╭─ Input data

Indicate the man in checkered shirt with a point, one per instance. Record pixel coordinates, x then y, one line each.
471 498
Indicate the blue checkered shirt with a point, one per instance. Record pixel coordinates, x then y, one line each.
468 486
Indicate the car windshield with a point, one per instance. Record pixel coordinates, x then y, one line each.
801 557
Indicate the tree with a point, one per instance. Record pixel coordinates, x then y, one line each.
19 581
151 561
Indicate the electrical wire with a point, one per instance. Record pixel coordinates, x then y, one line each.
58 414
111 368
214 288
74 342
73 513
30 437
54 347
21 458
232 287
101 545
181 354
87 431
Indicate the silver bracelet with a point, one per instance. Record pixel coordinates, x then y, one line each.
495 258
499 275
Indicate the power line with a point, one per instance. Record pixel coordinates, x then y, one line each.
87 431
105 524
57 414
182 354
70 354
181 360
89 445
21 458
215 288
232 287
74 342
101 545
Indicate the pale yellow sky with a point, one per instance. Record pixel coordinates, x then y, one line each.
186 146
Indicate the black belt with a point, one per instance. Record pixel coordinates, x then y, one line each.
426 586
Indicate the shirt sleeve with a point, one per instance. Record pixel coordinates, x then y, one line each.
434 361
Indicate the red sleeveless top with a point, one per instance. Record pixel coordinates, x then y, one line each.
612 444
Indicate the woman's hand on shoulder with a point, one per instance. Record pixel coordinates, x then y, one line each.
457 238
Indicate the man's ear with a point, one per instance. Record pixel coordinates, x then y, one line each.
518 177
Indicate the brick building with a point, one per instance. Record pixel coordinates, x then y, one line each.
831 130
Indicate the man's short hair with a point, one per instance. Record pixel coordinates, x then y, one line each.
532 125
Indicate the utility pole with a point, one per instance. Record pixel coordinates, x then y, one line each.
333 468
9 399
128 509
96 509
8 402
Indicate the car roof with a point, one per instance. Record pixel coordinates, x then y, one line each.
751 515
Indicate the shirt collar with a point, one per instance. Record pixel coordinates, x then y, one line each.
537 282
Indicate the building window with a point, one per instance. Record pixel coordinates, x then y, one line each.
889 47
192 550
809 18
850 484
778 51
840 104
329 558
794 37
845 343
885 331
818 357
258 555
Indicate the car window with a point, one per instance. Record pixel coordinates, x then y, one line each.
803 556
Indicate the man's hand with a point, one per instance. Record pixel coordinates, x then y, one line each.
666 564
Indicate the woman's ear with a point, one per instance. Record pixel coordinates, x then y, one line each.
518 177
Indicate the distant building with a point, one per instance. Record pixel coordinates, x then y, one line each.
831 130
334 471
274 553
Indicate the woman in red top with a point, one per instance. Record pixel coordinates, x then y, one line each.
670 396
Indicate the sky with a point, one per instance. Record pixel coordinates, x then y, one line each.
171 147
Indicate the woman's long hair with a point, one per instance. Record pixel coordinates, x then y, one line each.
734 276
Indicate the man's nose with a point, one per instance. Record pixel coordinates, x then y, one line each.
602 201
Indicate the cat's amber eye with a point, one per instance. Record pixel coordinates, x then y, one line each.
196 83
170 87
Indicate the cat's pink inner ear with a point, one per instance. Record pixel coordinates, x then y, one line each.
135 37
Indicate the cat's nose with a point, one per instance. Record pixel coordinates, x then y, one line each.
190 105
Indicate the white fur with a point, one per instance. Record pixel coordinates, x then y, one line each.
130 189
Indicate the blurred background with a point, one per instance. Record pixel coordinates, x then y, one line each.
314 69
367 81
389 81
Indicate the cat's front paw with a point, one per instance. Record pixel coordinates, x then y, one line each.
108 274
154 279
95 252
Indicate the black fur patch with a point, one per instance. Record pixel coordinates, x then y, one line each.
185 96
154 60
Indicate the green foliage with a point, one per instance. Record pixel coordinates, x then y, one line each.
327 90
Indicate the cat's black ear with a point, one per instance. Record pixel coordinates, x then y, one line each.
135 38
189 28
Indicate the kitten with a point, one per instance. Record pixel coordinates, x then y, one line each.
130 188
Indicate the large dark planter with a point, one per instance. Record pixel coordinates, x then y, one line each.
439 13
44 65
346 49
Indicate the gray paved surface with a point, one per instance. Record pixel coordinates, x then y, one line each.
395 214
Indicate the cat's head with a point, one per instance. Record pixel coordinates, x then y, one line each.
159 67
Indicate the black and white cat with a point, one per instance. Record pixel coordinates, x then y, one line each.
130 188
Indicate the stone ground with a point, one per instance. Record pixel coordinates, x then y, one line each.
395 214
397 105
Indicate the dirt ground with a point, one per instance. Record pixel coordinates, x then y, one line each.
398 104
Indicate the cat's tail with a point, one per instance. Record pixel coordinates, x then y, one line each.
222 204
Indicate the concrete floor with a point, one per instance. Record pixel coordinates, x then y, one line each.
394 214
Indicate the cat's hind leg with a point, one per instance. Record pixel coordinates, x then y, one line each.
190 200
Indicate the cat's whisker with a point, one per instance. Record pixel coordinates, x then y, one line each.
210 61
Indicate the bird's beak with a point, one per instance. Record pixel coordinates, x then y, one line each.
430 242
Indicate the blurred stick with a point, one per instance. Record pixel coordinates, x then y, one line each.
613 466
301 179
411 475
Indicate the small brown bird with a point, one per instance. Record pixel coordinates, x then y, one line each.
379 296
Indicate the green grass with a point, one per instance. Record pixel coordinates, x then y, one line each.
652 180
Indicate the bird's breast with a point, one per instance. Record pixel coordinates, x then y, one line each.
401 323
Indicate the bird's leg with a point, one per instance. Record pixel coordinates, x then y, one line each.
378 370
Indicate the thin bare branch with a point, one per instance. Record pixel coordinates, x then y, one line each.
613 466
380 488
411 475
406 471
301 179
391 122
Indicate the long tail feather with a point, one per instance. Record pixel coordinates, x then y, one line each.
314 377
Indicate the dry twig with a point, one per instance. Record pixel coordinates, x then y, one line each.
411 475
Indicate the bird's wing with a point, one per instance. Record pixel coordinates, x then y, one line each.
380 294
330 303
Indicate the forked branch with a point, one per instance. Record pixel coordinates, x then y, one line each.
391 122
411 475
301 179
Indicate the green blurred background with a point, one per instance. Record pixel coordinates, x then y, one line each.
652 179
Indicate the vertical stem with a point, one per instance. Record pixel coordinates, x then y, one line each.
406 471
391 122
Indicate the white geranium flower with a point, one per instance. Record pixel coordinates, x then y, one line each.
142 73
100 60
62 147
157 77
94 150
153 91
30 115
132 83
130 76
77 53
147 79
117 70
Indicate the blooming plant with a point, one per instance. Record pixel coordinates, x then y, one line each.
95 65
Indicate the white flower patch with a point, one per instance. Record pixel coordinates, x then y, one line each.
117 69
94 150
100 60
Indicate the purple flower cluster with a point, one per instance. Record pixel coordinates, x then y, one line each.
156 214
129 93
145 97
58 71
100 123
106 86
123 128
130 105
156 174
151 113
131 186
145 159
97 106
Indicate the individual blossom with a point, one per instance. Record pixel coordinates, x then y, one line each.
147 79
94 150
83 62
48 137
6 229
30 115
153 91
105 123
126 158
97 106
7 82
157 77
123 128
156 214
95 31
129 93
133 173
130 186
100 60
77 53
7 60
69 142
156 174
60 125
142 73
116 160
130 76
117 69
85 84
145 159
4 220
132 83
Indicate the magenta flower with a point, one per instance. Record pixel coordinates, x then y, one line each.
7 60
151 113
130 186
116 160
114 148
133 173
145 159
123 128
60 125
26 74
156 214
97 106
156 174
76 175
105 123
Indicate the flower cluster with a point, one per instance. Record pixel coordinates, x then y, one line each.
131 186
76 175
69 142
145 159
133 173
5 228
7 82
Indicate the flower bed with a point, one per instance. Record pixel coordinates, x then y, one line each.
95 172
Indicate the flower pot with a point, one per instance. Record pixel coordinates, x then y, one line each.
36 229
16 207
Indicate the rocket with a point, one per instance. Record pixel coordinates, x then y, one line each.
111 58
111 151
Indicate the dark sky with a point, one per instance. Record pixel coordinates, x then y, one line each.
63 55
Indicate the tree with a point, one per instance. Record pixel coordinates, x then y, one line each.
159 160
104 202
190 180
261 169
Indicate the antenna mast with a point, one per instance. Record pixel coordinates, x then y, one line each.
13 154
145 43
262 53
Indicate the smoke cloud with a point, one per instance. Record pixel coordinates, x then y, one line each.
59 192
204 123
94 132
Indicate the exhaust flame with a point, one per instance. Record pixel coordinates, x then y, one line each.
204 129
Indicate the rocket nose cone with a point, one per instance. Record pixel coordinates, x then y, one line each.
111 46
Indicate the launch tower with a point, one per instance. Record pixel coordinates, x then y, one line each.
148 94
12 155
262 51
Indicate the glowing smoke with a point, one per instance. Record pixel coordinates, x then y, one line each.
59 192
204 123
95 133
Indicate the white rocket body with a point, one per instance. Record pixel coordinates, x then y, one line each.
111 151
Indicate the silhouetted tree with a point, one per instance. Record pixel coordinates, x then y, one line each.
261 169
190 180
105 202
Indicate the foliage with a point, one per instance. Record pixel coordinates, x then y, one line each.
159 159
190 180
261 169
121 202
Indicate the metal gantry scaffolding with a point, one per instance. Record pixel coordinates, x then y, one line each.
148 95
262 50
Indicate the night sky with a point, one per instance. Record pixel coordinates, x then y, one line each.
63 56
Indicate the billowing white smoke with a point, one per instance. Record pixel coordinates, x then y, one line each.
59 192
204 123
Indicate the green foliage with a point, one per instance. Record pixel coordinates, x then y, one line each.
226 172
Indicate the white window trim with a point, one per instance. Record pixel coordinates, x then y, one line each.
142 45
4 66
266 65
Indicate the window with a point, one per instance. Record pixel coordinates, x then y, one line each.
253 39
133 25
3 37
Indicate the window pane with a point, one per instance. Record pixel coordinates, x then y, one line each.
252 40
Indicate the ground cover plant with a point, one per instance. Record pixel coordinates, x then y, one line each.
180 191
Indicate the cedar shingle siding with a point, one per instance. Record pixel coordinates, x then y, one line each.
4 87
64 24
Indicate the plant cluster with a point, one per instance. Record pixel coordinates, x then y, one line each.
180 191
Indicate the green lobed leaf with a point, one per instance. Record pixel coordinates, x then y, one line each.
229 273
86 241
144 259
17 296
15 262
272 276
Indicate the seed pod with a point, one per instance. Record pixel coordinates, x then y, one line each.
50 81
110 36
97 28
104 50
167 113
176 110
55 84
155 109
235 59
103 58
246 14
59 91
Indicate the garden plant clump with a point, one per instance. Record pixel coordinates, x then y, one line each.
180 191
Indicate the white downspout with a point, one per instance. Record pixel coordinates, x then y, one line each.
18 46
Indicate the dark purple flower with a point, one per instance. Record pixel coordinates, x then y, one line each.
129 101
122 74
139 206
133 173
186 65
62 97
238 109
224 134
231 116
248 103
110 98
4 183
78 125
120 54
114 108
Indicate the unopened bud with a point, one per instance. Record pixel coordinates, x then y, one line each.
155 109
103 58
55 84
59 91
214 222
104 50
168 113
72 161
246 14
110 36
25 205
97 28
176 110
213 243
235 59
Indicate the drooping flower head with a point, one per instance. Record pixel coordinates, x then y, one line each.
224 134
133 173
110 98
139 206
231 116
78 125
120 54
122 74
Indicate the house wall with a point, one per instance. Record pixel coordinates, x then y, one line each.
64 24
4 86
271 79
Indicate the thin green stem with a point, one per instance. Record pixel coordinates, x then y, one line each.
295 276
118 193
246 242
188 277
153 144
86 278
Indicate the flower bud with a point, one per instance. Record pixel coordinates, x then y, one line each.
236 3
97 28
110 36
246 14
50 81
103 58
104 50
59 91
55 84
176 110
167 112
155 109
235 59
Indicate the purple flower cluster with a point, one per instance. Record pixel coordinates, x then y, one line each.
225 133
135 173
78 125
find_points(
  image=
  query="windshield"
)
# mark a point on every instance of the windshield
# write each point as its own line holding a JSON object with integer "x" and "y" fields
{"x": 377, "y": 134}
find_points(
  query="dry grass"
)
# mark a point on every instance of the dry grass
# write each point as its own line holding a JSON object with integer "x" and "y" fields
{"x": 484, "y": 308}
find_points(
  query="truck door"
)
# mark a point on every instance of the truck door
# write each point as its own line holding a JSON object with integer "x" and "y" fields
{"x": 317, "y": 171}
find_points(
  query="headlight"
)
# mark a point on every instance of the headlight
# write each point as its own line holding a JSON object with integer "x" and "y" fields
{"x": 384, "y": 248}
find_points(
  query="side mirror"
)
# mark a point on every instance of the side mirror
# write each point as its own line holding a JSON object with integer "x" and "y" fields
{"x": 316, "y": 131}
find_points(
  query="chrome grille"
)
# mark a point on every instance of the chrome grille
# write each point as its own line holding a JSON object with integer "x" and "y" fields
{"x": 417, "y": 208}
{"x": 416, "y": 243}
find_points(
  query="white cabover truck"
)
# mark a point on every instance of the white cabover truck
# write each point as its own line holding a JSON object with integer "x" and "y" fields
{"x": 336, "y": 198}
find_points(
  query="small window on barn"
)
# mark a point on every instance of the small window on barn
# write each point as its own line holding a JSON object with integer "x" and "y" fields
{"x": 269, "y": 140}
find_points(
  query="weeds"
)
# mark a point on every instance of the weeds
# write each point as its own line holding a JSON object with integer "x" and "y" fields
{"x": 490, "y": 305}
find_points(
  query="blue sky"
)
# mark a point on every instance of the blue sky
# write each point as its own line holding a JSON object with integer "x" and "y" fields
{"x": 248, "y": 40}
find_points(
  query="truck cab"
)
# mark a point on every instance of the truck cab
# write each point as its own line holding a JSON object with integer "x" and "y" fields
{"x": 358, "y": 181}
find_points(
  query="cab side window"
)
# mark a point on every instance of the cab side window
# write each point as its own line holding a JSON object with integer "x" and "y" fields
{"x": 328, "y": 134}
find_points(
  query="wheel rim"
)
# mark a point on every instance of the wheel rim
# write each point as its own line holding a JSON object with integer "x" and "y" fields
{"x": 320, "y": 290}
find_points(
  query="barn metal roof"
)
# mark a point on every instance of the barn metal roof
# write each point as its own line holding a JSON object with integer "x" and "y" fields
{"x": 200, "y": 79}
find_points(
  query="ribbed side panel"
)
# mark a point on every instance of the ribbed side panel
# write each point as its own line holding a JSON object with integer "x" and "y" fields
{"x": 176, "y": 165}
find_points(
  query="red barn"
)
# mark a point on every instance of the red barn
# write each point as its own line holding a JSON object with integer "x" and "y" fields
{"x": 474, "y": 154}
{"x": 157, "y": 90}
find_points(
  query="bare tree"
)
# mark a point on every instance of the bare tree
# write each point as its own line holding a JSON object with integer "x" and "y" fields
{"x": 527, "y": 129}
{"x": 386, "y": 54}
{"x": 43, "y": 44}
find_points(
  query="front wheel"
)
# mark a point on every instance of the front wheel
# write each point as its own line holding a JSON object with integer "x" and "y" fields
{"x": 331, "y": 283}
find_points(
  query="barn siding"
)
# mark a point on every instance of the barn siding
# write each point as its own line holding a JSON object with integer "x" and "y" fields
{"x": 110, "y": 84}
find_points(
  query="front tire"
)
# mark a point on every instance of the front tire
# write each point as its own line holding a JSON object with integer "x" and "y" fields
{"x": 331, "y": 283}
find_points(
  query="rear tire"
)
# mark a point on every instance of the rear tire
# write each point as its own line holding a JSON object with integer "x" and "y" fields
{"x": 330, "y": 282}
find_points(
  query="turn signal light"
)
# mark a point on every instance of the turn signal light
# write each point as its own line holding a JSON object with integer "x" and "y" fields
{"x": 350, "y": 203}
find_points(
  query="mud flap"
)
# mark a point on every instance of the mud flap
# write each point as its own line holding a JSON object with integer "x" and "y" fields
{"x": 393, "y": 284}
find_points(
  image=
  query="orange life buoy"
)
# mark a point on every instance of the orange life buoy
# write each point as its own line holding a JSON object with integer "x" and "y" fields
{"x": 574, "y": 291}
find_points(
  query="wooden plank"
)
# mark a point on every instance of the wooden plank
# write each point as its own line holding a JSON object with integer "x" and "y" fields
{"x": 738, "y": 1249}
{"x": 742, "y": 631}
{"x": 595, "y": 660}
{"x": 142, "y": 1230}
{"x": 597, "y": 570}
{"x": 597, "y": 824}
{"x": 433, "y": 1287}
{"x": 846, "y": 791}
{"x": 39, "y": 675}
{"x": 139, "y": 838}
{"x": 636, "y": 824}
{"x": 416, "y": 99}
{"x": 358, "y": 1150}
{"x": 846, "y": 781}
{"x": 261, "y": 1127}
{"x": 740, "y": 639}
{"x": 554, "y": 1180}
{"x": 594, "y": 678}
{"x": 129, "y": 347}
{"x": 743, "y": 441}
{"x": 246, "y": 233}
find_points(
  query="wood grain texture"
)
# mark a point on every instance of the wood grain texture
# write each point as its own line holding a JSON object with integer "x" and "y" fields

╰─

### Task brief
Please copy every line in the entries where "grille" appears.

### Response to this task
  query="chrome grille"
# mark a point on every instance of the chrome grille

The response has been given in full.